## CONSIGNE
Énumérez les manières de mentir que le texte cité sur le mensonge décrit dans la partie « Définition », en dehors de la formule « ne pas dire la vérité ».

## TEXTE CITÉ
((
Une des plus remarquables différences entre un chat et un mensonge est que le chat, lui, n’a que neuf vies.
— Mark Twain
Je ne vous mentirai pas: ce sont l’actualité et l’approche des élections qui m’incitent à vous parler cette fois du mensonge.
Il faut dire que le sujet n’a cessé d’intéresser les philosophes, peut-être bien depuis ce jour où quelqu’un a eu l’idée d’attribuer à Épiménide le Crétois la phrase suivante: «Tous les Crétois sont des menteurs» (je suis désolé si je vous casse un peu le coco…).
Depuis toujours, deux grandes questions concernant le mensonge sont surtout discutées en philosophie.
La première est celle de la définition du mensonge. Qu’est-ce exactement que mentir et à quelles conditions peut-on parler de mensonge?
La deuxième demande s’il existe, ou non, des mensonges qui seraient justifiés, voire nécessaires. Bref, le mensonge est-il, ou non, toujours immoral?
Prenons la première question.
Définition
On dit souvent que mentir, c’est ne pas dire la vérité. Mais c’est un peu plus compliqué que ça, comme le montrera un petit moment de réflexion.
Un formulaire me demande de préciser une infraction que j’aurais peut-être commise. C’est le cas, mais je ne le dis pas et n’écris rien. Il est clair en ce cas que je mens: c’est un mensonge par omission. On peut donc mentir en ne disant rien.
Mais on peut aussi mentir en disant la vérité.
Ce sera le cas si on la dit, mais en en cachant une partie, laquelle serait essentielle pour que notre interlocuteur comprenne pleinement ce que j’ai dévoilé.
On peut même mentir en disant toute la vérité.
Considérez untel, qui est tueur à gages de son métier. À sa femme, qui l’ignore, et qui lui demande ce qu’il a fait de sa journée, il répond avec un sourire ironique qu’il a tué deux personnes: il a menti en disant la vérité.
))
Données recueillies
((
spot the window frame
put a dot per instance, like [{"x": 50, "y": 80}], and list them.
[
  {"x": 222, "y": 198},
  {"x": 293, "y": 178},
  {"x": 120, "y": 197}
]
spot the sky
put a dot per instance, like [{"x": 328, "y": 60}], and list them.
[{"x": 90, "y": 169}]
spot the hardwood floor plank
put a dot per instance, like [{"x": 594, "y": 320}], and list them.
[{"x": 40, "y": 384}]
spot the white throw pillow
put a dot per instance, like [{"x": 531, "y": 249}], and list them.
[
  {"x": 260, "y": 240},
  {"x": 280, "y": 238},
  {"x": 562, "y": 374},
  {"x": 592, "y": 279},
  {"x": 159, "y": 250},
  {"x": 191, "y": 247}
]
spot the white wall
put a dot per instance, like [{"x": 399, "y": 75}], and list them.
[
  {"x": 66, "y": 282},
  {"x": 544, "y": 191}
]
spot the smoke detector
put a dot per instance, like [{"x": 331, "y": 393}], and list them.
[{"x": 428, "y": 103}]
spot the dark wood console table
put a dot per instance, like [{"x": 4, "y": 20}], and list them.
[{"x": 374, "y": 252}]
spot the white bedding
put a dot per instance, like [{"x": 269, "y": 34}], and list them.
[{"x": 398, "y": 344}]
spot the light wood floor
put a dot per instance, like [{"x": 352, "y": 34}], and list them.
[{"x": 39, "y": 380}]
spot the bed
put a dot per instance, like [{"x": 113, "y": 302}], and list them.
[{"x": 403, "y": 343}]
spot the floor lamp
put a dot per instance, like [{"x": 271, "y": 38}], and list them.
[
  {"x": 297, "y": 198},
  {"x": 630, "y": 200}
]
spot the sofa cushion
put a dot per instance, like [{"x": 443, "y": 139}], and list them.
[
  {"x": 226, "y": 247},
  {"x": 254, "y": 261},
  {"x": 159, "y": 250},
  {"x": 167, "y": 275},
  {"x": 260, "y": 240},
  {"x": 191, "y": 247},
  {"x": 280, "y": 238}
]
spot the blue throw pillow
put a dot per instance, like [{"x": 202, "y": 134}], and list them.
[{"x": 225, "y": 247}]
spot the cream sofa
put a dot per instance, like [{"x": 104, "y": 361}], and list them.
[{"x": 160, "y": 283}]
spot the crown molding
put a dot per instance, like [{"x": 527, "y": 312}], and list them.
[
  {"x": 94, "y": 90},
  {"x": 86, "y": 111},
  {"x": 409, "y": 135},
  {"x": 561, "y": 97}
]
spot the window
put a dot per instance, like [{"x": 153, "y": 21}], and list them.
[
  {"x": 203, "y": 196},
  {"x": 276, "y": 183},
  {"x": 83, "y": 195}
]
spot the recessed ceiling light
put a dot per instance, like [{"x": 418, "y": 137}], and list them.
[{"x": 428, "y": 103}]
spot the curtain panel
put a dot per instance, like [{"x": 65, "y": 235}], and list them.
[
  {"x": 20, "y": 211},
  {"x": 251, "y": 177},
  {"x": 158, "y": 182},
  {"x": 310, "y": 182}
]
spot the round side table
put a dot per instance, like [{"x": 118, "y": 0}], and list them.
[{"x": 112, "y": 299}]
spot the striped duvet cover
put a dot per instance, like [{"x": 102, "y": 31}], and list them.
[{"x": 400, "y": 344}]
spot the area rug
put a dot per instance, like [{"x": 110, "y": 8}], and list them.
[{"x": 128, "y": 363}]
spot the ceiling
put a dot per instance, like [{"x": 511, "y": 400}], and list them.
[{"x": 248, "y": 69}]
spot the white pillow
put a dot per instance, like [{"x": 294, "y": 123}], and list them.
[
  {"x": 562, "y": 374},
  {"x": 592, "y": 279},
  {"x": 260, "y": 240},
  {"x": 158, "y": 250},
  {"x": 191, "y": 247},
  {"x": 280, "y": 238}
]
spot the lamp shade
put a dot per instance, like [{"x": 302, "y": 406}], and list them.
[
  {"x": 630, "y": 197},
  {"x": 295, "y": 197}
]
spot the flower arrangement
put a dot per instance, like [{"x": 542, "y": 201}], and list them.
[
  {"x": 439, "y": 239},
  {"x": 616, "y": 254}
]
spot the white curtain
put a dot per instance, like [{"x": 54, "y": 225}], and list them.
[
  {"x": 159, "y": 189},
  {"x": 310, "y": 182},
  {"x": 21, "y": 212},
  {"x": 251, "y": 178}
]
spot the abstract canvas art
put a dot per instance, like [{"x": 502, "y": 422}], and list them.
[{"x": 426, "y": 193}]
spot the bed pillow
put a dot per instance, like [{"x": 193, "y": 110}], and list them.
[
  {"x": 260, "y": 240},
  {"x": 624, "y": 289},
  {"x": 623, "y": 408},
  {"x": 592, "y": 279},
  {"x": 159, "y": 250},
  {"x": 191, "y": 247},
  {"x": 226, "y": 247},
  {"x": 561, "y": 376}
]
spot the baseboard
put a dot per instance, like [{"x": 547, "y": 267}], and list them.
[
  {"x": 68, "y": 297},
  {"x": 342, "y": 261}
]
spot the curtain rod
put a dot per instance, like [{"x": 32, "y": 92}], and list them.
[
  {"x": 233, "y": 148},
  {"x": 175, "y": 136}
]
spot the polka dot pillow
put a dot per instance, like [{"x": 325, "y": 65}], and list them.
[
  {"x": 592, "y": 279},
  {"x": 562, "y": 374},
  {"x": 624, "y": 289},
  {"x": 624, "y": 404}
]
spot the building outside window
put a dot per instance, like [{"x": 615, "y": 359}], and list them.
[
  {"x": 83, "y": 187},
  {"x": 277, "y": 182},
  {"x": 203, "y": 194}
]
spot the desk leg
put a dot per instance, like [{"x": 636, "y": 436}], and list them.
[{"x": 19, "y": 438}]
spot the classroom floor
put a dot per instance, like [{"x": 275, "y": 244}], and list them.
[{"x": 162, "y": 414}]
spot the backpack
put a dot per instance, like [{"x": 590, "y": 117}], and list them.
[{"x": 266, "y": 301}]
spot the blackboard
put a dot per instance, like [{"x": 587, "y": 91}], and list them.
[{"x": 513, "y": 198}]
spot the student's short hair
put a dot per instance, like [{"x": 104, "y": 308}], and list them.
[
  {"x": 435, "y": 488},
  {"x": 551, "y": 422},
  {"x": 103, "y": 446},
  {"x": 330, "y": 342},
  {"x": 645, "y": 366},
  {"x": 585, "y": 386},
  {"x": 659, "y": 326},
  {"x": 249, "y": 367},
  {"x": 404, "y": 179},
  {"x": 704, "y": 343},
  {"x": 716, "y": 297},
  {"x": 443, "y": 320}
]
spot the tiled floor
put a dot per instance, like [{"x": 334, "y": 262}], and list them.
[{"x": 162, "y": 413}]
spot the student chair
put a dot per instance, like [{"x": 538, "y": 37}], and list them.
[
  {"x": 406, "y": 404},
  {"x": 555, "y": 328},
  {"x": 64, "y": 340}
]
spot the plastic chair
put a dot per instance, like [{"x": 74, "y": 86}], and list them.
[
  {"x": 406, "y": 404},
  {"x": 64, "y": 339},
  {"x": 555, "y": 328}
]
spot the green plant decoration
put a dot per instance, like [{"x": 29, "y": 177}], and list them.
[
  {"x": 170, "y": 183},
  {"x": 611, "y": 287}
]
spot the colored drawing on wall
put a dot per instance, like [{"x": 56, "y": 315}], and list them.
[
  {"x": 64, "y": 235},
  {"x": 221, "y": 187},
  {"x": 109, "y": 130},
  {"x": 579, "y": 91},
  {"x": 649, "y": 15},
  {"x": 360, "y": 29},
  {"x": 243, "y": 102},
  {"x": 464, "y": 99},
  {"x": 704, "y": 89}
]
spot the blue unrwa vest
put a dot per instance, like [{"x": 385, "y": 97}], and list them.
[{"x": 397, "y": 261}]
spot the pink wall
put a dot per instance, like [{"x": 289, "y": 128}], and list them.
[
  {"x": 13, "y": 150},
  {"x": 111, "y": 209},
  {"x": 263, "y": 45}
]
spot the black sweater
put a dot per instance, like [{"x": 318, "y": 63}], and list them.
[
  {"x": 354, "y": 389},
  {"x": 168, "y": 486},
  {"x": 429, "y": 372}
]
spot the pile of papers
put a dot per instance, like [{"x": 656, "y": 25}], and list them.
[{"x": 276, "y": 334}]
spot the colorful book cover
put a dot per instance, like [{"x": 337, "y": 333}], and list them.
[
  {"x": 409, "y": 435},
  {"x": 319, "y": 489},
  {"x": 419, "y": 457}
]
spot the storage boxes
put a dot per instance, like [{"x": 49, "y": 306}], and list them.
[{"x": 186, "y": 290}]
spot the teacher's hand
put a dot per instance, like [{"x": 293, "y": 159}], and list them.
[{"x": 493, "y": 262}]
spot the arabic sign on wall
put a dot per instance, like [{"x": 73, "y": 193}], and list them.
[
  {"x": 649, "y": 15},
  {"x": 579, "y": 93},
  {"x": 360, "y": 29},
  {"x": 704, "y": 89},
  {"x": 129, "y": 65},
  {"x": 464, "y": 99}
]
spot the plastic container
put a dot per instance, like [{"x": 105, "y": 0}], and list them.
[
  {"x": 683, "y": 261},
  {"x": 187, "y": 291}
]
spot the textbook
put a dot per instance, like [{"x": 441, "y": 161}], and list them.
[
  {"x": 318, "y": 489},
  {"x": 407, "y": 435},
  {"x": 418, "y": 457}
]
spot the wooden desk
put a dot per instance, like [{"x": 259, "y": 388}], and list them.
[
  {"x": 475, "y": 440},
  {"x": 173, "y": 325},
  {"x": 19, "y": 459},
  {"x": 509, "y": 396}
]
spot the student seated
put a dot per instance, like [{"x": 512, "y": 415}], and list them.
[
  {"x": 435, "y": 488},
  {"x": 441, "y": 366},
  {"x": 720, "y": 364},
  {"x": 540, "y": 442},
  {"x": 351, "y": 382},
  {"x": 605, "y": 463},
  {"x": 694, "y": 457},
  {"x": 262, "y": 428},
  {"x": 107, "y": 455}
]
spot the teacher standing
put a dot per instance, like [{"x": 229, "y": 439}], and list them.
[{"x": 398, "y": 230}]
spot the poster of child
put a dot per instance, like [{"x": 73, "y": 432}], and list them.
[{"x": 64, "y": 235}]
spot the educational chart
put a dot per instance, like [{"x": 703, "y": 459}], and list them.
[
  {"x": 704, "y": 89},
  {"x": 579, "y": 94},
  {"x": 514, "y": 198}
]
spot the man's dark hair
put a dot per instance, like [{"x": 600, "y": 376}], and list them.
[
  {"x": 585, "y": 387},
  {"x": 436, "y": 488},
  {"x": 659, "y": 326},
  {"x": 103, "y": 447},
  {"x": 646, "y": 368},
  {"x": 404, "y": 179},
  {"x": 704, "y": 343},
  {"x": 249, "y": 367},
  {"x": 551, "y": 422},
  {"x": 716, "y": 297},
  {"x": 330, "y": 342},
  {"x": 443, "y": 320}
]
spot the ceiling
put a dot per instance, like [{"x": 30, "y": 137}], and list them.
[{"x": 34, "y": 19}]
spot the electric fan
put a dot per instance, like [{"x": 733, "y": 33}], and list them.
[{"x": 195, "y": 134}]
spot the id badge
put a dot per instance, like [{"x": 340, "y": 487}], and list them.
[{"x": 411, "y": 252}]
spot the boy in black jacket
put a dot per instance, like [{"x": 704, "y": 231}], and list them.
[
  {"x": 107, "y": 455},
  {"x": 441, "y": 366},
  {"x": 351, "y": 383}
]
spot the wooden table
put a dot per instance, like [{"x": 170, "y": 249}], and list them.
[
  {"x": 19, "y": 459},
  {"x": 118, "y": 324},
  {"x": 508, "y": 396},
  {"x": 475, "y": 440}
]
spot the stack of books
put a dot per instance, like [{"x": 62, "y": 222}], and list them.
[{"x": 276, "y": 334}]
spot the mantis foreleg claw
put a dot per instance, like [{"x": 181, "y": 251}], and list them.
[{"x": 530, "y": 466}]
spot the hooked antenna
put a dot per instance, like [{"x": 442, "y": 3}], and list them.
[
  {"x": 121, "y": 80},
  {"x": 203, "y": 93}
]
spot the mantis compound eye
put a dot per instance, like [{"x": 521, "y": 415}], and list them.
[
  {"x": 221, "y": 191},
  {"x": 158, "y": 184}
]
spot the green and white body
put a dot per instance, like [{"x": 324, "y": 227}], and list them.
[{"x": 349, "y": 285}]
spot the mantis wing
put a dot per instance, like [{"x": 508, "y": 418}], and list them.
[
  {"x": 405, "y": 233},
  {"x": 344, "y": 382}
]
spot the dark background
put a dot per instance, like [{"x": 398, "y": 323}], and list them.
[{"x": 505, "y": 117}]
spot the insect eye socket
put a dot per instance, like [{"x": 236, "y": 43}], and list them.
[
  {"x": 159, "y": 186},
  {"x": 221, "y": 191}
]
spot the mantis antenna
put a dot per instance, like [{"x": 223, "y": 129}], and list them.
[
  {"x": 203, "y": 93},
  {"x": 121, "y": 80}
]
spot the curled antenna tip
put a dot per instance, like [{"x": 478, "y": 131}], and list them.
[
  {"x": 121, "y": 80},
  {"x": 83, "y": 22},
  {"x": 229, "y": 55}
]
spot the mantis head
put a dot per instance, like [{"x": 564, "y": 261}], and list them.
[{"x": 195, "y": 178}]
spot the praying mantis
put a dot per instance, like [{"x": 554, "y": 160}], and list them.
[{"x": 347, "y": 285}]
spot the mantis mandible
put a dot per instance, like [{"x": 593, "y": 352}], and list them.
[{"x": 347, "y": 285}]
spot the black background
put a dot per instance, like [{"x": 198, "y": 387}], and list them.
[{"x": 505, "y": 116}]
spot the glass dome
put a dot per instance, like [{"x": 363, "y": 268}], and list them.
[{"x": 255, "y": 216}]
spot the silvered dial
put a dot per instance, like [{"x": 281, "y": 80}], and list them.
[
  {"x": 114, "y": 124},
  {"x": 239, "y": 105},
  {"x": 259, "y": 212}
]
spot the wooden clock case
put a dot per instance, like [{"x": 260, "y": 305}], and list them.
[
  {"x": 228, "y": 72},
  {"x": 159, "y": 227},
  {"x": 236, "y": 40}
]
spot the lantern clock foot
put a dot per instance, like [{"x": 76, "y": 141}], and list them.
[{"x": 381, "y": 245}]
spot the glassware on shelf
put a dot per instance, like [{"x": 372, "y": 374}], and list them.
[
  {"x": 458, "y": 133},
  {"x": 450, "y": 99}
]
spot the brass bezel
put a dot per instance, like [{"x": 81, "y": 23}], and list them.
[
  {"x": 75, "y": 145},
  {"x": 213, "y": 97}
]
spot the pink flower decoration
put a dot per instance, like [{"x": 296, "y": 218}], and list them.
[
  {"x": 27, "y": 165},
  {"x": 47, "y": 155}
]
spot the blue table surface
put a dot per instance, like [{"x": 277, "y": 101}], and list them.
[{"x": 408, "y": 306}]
))
## RÉSULTAT OBTENU
- Mentir en ne disant rien (mensonge par omission)
- Mentir en disant la vérité, mais en en cachant une partie essentielle
- Mentir en disant toute la vérité